**EXERCISE GOAL**
Retype, word for word, the stretch of the passage on Hiroshima and peace from "[viii] Hiroshima Peace" through "August 1, 2015).".

**READING TEXT**

In 1990, Akihiro Takahashi, then a director of the Hiroshima Peace Culture Foundation, commented on how Hiroshima is co-opted by “both sides” for political purposes, stating, “We have to rise above this sort of partisanship in order to abolish nuclear weapons in the world.”[ix] I agree with this vision of abolishing nuclear weapons, but I also question that moments in history—let alone those of spectacular violence—can ever be untangled from politics. Nor do I think they should. Although peace is a value that resonates globally, it is neither apolitical nor universal. Instead, it is molded through complex negotiations of power and in the service of a plurality of interests that are frequently in conflict with one another. Part of this process of working towards a more critical understanding of peace, in my view, is to remind ourselves that individuals and their governments are not one and the same and, moreover, that there is a gulf of power between them. Doing so might enable us to follow the empathies that emerge when we see material witnesses to remember that victims do not become such simply in an isolated and tragic moment but within a broader calculus that frequently sacrifices human lives in the service of power.
[i] Scandura, Jani. “The Horror of Details: Obsolescence and Annihilation in Miyako Ishiuchi’s Photography of Atomic Bomb Artifacts,” in Cultures of Obsolescence: History, Materiality, and the Digital Age, ed. Babette B. Tischleder and Sarah Wasserman (New York: Palgrave Macmillan, 2015), 150.
[ii] Yoneyama, Lisa. Hiroshima Traces Time, Space, and the Dialectics of Memory. (Berkeley: University of California Press, 1999), 15.
[iii] Ibid, 12
[iv] Anonymous museum official, interview, 2014.
[vi] Weisman, Steven R. “At Atomic Shrine, All the Horror, Nothing of Guilt,” The New York Times, Apr 19, 1990.
[vii] Anonymous museum official, interview, 2014.
[viii] Hiroshima Peace Memorial Museum Curatorial Division. “Complete Renovation of Hiroshima Peace Memorial Museum,” Peace Culture English Newsletters 7, http://www.pcf.city.hiroshima.jp/hpcf/english/ (Accessed August 1, 2015).
[ix] Weisman, Steven R. “At Atomic Shrine, All the Horror, Nothing of Guilt,” The New York Times, Apr 19, 1990.

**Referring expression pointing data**

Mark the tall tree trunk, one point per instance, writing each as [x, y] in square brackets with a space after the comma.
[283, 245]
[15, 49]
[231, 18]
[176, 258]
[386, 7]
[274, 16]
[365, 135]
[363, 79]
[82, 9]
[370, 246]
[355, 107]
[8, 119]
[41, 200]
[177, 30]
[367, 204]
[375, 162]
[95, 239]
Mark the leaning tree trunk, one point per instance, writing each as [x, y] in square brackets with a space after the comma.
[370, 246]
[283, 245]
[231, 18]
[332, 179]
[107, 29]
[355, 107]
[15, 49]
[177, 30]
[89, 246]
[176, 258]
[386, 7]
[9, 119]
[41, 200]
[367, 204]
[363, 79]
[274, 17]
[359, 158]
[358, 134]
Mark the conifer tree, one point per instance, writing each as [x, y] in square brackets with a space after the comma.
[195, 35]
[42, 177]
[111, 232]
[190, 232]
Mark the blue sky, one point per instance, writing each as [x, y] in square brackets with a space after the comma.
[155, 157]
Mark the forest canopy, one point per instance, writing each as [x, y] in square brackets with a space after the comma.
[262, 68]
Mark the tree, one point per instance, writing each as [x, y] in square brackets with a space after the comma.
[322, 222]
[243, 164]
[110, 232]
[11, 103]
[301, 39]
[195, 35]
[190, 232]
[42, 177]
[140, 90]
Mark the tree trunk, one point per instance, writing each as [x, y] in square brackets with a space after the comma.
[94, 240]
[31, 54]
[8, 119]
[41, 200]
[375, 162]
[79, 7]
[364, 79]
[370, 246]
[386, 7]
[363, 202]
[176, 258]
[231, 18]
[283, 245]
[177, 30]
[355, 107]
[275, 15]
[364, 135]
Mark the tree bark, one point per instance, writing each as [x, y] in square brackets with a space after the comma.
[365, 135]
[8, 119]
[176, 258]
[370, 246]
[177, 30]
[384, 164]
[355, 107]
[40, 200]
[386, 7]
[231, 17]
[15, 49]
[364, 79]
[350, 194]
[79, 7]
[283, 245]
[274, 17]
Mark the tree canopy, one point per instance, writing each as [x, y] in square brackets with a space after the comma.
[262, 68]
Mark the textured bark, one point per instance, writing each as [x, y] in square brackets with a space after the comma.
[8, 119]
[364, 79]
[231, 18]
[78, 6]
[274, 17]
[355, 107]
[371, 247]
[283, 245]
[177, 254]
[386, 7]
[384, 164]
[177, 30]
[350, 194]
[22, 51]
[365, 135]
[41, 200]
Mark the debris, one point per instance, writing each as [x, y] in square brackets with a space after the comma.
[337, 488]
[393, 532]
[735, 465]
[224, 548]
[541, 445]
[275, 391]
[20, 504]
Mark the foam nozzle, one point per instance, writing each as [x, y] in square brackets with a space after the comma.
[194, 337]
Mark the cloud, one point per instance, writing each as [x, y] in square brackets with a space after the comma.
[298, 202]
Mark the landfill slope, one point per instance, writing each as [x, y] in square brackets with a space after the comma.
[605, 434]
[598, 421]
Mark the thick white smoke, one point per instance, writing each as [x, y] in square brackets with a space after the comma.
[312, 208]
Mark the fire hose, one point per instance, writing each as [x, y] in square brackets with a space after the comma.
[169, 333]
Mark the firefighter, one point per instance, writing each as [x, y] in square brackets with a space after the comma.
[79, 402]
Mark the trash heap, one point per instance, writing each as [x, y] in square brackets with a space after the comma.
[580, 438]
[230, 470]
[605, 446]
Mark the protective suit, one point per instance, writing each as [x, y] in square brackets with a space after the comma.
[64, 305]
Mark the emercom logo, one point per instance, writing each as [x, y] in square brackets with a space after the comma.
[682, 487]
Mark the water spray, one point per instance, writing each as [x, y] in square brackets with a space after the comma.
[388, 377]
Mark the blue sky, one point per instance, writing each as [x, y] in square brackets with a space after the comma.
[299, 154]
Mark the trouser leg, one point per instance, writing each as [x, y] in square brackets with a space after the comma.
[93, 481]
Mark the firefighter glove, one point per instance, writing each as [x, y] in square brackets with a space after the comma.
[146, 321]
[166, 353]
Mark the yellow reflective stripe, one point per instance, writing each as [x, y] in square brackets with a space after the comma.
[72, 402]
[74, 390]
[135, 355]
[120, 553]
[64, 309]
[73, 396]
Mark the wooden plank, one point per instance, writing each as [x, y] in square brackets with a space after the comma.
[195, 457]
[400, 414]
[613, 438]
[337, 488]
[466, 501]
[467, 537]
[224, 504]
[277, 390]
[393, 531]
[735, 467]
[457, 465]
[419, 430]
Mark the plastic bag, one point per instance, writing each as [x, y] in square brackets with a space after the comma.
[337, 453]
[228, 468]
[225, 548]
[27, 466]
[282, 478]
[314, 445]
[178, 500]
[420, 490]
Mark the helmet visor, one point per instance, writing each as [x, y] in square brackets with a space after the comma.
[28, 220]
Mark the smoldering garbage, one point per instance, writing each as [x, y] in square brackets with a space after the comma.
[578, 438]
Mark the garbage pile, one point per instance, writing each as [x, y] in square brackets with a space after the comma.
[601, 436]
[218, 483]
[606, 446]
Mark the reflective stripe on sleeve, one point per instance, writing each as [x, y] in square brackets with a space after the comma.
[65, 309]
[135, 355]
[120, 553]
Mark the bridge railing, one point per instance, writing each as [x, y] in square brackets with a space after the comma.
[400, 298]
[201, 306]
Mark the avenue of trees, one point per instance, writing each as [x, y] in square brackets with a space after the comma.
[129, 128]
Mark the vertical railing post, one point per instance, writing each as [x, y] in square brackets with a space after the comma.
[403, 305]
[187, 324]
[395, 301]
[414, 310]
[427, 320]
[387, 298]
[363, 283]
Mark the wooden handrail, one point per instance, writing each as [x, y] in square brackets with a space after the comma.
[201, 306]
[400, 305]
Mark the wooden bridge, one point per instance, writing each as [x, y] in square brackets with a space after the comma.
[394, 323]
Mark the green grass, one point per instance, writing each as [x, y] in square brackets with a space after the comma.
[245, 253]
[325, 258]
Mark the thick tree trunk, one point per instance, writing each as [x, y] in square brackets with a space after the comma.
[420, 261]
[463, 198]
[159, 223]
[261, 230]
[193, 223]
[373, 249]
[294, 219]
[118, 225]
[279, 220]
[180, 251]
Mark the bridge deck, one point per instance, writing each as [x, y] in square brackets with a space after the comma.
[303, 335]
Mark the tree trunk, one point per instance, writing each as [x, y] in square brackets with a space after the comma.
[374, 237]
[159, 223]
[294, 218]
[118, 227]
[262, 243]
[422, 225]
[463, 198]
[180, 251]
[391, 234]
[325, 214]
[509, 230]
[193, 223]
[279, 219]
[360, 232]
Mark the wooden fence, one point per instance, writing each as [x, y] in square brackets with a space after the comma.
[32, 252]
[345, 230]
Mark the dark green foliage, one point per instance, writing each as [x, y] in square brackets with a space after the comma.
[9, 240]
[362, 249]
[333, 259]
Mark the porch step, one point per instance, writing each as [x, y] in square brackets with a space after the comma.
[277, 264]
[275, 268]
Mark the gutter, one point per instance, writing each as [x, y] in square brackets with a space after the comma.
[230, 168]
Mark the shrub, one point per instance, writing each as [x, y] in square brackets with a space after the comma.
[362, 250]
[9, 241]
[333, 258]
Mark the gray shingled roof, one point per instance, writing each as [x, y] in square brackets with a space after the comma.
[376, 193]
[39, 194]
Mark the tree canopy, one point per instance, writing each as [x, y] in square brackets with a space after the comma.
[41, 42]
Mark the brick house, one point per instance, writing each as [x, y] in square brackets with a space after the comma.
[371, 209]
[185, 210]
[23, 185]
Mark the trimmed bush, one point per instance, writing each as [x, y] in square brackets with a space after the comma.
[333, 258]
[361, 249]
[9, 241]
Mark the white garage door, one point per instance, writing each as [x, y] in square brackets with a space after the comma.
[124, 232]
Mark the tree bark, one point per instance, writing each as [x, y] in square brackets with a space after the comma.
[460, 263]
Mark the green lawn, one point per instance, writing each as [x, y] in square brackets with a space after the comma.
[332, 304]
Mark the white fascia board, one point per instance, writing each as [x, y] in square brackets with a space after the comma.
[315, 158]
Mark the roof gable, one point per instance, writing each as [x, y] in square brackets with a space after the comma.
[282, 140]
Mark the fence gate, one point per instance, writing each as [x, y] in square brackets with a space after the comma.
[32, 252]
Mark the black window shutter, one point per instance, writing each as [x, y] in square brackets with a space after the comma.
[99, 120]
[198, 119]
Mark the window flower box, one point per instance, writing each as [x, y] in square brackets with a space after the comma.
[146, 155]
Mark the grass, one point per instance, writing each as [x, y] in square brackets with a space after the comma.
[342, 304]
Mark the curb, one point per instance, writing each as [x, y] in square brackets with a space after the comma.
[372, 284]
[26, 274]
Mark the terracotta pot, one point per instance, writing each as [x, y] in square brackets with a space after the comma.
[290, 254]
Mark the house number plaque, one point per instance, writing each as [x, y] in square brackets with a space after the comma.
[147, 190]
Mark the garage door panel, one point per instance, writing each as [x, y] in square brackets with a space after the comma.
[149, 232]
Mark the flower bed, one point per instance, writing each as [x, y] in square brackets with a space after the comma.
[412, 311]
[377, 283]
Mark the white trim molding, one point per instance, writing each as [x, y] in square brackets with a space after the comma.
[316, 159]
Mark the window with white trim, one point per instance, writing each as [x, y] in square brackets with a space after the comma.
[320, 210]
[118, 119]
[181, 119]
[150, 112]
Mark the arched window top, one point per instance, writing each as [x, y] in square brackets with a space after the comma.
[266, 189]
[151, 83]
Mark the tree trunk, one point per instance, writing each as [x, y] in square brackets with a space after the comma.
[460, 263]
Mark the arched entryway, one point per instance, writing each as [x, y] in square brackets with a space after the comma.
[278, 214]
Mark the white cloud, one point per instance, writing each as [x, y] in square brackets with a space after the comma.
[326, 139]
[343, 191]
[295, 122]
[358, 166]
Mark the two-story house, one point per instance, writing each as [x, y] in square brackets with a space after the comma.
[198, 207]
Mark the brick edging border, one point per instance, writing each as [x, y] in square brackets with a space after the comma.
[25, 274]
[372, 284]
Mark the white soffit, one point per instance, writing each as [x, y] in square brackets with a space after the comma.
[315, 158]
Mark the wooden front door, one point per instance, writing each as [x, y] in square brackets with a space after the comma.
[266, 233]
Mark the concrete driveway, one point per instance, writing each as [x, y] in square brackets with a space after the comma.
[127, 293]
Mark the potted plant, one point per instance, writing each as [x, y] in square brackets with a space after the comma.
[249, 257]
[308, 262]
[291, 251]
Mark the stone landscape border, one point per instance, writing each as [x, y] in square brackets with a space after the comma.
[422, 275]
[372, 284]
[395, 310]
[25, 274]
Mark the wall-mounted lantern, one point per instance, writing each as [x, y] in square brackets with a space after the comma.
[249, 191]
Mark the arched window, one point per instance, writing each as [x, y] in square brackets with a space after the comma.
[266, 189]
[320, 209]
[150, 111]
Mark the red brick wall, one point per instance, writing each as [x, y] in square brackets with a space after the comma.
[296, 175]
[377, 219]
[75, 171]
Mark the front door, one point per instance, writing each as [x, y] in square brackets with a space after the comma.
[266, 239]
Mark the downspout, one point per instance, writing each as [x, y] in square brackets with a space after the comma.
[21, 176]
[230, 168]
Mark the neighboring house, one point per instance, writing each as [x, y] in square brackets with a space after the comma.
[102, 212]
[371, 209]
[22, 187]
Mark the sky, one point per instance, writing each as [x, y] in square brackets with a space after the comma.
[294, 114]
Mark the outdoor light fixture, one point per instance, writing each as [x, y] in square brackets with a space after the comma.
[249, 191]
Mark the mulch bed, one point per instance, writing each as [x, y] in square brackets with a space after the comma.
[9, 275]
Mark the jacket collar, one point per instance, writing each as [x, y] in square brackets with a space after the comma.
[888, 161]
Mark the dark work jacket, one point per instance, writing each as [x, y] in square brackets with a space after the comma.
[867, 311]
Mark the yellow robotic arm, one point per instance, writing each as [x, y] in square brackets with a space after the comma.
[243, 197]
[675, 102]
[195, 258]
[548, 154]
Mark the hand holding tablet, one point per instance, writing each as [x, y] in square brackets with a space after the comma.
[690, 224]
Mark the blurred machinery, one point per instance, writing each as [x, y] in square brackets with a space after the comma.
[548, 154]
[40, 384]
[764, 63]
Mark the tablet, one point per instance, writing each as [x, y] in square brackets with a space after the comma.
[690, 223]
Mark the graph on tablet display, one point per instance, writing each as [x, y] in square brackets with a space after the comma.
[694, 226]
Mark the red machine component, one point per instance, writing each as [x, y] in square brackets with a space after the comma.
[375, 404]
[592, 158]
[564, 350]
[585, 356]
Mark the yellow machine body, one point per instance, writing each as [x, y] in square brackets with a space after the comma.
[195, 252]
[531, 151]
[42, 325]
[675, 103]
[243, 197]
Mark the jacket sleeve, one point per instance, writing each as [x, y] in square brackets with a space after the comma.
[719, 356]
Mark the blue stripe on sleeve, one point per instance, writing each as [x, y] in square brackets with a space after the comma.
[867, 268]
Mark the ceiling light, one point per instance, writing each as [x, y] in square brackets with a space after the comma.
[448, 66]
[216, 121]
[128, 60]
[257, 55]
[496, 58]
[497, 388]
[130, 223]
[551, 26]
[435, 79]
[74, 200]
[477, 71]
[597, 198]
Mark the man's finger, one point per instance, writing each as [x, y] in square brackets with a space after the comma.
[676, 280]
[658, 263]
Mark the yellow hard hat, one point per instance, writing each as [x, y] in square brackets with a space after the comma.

**OUTPUT**
[viii] Hiroshima Peace Memorial Museum Curatorial Division. “Complete Renovation of Hiroshima Peace Memorial Museum,” Peace Culture English Newsletters 7, http://www.pcf.city.hiroshima.jp/hpcf/english/ (Accessed August 1, 2015).